**Problem statement**: Which lines of the data below contain the word "cabinet"? Pull out each such line in full, treating case as significant.
-- -- --
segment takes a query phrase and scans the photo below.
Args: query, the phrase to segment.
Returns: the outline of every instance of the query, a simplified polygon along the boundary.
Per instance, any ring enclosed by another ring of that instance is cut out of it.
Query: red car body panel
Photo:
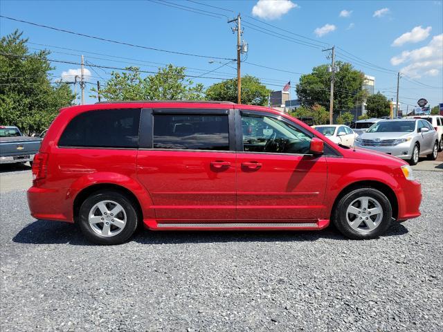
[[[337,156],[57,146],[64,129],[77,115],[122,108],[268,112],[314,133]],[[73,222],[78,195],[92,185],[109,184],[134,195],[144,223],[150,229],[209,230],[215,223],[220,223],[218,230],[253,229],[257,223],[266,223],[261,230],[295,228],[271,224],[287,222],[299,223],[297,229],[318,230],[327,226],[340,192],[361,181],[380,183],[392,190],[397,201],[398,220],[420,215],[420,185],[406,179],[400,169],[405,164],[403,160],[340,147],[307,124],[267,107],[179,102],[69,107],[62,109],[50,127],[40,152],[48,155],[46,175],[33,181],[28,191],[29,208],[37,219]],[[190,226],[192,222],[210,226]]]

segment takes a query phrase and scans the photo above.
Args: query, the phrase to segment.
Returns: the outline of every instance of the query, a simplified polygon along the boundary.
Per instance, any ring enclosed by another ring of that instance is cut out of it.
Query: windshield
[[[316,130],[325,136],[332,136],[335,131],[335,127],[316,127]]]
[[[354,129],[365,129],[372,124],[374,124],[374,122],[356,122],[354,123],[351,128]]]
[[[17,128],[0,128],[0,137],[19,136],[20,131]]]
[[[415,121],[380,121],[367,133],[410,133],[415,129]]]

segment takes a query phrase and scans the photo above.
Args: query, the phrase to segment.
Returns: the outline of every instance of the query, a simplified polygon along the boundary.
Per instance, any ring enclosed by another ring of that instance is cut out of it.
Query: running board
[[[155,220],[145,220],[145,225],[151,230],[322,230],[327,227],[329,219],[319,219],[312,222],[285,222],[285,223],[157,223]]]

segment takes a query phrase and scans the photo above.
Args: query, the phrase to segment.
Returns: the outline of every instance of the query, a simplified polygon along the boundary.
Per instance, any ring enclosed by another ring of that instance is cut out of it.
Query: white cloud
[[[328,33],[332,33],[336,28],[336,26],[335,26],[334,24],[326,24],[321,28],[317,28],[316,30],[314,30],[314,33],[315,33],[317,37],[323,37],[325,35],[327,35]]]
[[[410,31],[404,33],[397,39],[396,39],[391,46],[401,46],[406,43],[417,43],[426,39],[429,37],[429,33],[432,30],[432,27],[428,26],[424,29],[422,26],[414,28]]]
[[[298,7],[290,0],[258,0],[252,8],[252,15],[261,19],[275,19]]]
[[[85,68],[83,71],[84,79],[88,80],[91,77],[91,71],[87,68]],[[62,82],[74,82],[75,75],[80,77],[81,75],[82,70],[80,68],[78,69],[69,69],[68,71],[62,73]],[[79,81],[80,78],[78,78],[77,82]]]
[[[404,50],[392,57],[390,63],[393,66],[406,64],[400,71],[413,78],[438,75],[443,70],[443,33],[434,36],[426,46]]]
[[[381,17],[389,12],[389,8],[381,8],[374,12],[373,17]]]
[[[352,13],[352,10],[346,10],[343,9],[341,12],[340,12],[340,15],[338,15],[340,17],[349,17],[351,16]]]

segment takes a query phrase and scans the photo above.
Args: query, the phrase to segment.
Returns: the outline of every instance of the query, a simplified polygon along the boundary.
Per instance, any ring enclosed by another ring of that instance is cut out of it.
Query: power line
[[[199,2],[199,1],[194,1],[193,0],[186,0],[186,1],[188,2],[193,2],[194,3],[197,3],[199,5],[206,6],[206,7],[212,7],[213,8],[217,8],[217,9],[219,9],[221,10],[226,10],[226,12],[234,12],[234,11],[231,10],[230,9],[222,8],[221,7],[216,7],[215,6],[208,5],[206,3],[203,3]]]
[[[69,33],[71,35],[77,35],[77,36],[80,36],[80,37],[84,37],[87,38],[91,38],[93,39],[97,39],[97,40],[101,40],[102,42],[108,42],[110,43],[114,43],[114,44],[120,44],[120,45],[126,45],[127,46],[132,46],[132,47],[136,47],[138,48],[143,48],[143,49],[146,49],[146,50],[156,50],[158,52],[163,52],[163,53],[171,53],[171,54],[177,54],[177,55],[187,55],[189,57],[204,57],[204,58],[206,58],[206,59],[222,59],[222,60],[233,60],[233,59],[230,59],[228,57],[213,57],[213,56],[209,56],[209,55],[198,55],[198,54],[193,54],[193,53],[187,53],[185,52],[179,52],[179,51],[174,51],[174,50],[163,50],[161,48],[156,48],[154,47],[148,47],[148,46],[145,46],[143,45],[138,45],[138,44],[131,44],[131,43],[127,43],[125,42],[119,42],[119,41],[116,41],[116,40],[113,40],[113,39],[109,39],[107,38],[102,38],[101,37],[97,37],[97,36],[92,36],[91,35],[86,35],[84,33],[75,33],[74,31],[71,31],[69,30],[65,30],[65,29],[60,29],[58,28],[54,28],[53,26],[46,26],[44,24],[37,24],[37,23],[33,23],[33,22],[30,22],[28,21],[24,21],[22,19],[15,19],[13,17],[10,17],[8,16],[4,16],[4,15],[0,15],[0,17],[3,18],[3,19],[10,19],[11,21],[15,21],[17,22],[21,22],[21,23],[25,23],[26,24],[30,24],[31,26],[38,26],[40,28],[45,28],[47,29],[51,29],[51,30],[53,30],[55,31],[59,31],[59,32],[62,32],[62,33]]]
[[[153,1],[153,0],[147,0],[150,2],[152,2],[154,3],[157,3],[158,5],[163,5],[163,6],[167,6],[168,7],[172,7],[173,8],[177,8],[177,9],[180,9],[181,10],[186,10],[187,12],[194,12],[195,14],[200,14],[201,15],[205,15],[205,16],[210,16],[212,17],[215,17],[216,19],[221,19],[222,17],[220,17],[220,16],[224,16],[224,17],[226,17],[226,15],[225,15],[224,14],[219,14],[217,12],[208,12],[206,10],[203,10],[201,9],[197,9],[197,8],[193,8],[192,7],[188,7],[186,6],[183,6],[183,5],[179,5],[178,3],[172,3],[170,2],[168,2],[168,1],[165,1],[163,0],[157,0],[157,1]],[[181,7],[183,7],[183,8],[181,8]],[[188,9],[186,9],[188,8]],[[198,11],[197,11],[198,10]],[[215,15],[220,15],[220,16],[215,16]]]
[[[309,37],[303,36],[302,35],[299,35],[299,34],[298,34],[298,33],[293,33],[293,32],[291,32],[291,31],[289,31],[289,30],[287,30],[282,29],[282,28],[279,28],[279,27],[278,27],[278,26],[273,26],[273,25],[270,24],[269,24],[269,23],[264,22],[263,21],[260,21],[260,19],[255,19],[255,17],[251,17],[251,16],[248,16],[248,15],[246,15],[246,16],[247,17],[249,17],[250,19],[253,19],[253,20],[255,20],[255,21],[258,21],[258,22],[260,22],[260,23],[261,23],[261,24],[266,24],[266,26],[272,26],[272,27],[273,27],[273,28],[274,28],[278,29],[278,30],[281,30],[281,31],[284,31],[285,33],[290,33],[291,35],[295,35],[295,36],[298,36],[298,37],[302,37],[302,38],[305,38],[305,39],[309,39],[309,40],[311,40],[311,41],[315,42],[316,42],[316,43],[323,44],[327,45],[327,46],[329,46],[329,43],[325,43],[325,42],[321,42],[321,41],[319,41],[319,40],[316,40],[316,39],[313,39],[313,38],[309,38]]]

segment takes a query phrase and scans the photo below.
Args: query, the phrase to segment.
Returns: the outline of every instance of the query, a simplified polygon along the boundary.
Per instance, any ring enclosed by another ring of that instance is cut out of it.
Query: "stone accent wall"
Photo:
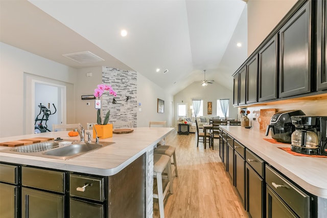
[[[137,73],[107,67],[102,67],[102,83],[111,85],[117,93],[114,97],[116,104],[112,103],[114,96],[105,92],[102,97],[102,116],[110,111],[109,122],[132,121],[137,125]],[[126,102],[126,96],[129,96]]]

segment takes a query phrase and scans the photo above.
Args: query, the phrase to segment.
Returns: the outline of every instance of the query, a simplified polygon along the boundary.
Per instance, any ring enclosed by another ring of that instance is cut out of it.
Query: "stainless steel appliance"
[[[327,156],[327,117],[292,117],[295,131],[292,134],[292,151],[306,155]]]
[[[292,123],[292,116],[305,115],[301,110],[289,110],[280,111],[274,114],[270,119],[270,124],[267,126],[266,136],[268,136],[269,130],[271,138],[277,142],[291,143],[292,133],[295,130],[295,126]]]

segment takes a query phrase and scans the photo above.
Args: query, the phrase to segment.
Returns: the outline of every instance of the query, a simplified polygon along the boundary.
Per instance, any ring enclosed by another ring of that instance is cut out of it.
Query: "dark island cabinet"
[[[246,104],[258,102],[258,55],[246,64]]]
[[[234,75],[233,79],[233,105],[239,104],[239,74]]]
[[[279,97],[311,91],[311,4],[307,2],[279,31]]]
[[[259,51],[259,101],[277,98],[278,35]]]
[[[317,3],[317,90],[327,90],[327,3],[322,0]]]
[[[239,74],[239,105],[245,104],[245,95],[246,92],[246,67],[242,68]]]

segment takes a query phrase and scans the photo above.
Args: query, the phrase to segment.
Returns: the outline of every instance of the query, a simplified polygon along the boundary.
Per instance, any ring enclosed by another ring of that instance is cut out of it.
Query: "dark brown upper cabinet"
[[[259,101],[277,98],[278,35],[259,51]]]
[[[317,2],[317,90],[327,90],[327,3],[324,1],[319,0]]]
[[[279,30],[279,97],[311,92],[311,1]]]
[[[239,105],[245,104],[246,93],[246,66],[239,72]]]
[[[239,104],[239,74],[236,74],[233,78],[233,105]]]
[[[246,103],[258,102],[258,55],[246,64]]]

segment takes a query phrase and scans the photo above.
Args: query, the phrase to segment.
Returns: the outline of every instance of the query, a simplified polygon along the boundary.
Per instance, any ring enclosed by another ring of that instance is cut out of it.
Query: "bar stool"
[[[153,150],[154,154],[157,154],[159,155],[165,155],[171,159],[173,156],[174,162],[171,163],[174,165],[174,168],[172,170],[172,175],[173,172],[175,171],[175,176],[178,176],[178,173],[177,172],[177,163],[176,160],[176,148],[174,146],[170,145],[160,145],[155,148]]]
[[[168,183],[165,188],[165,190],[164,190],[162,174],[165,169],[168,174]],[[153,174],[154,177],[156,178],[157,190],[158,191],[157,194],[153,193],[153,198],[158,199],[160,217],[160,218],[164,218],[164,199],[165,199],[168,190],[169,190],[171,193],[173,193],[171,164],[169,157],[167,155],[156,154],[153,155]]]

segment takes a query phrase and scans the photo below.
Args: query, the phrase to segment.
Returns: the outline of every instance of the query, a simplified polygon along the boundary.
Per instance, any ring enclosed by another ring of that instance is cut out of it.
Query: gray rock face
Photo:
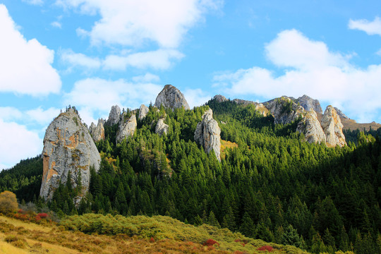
-- -- --
**Task solution**:
Query: "dark island cabinet"
Query: "dark brown upper cabinet"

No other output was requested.